AIM OF THE EXERCISE - Rewrite every item below as one numbered list, and drop any blank lines.

Coordinate labeling data -
--- Begin ---

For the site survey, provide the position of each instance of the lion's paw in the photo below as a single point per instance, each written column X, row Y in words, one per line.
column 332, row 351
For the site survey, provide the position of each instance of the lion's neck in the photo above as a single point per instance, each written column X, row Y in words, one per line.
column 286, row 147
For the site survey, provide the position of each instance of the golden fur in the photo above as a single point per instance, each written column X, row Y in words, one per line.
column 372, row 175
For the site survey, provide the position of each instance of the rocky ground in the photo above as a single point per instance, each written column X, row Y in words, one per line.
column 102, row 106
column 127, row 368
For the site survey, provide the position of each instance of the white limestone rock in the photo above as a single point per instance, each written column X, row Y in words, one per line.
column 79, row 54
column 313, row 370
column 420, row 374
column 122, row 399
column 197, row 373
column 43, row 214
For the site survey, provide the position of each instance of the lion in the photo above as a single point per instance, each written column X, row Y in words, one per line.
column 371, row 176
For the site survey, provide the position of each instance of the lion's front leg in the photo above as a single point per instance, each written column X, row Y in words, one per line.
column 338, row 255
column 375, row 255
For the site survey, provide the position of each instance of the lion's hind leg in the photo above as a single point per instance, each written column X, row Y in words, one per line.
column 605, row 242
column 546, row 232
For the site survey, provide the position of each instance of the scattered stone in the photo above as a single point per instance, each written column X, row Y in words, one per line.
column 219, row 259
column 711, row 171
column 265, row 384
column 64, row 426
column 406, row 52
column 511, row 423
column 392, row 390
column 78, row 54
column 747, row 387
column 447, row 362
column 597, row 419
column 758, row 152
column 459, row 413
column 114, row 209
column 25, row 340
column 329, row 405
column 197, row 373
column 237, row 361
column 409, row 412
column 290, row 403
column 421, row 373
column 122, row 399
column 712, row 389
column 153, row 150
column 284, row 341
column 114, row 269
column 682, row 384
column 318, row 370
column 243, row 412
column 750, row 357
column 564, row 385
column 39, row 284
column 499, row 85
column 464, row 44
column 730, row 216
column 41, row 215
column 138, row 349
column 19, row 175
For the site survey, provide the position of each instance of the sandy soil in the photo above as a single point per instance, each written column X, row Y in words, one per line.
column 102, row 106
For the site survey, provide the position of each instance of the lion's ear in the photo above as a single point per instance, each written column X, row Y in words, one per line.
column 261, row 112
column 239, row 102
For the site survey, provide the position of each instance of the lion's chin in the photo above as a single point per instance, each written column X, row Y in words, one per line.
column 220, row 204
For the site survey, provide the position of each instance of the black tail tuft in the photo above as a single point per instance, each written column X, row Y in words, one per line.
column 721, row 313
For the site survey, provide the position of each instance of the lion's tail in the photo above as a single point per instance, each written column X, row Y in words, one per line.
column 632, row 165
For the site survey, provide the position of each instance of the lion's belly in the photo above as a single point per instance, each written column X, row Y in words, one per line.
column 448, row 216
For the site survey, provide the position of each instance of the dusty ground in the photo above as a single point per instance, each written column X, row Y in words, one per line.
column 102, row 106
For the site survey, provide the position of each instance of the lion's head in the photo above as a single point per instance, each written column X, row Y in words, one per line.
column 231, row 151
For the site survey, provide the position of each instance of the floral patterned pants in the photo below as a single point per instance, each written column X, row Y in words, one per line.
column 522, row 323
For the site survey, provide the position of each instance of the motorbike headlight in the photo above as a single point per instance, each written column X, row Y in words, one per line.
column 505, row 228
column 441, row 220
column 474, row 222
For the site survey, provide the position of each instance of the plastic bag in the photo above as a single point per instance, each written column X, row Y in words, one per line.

--- End ---

EXERCISE RESULT -
1. For the site survey, provide the position of each instance of the lion's paw in the photo below as a single point per instance, each written column X, row Y in words, one per line.
2. column 332, row 351
3. For the site survey, provide the position of each instance of the lion's neck in the photo above as a single point per instance, each written column X, row Y in words, one per line.
4. column 286, row 147
5. For the site survey, provide the position of each instance of the golden fur in the photo above as a single point per instance, each written column X, row Y in words, one per line.
6. column 372, row 175
7. For the site survey, provide the position of each instance of the rocky ground in the photo above as a single point per instance, each written column X, row Y in words, one per line.
8. column 102, row 106
9. column 127, row 368
10. For the site survey, provide the position of each instance of the white limestone rock in the photo above as a single point per instance, each written column X, row Y in words, one per line.
11. column 79, row 54
12. column 313, row 370
13. column 420, row 374
14. column 122, row 399
15. column 197, row 373
16. column 43, row 214
17. For the site survey, provide the position of each instance of the lion in the photo above as a single point per instance, each written column X, row Y in words, one per line.
18. column 371, row 176
19. For the site survey, provide the position of each instance of the lion's front leg in the photo above as a single point per instance, each written column X, row Y in words, one per line.
20. column 338, row 255
21. column 375, row 255
22. For the site survey, provide the position of each instance of the lion's hind leg in the photo above as a single point per instance, each written column X, row Y in words, one per line.
23. column 605, row 242
24. column 546, row 232
25. For the site survey, provide the position of each instance of the scattered stone in the photo above as a single point per instance, each written column X, row Y in words, one per line.
26. column 219, row 259
27. column 711, row 171
28. column 265, row 384
29. column 64, row 426
30. column 406, row 52
31. column 511, row 423
32. column 392, row 390
33. column 78, row 54
34. column 747, row 387
35. column 447, row 362
36. column 597, row 419
37. column 758, row 152
38. column 459, row 413
39. column 114, row 209
40. column 25, row 340
41. column 329, row 405
42. column 197, row 373
43. column 237, row 361
44. column 409, row 412
45. column 290, row 403
46. column 421, row 373
47. column 122, row 399
48. column 712, row 389
49. column 153, row 150
50. column 284, row 341
51. column 114, row 269
52. column 682, row 384
53. column 318, row 370
54. column 243, row 412
55. column 750, row 357
56. column 564, row 385
57. column 39, row 284
58. column 499, row 85
59. column 464, row 44
60. column 730, row 216
61. column 41, row 215
62. column 138, row 349
63. column 19, row 175
64. For the site survey, provide the position of each instance of the sandy soil in the photo above as a single point per instance, each written column X, row Y in words, one per line.
65. column 102, row 106
66. For the site survey, provide the position of each instance of the lion's ear in the photo above as a single point per instance, each written column X, row Y in words, one per line.
67. column 261, row 112
68. column 239, row 102
69. For the site survey, provide the position of each instance of the lion's chin in the photo above as a single point per instance, each written column X, row Y in words, one per line.
70. column 220, row 204
71. For the site survey, provide the position of each instance of the black tail tuft in the photo above as a single point per instance, each written column X, row Y in words, one per line.
72. column 721, row 313
73. For the site survey, provide the position of each instance of the lion's tail in the photo above as a single point per instance, each written column X, row Y in words, one per line.
74. column 632, row 165
75. For the site survey, provide the position of each instance of the lion's belly in the photo above as a single point per instance, each written column X, row Y in words, one per line.
76. column 448, row 216
77. For the site survey, provide the position of each instance of the dusty ground in the photo above as a single point per instance, each written column X, row Y in words, one per line.
78. column 102, row 106
79. For the site survey, provide the position of each instance of the lion's head in the photo above as a single point per instance, each written column X, row Y in words, one per line.
80. column 231, row 151
81. For the site survey, provide the position of each instance of the floral patterned pants in the photo below as a single point per instance, each written column X, row Y in words, one per line.
82. column 522, row 323
83. For the site survey, provide the position of each instance of the motorbike headlight in the photo above as a single point per instance, each written column X, row Y in words, one per line.
84. column 505, row 228
85. column 441, row 220
86. column 474, row 222
87. For the site survey, provide the position of each instance of the plastic bag in the photo above as a single point per instance, each written column X, row Y in words, one per line.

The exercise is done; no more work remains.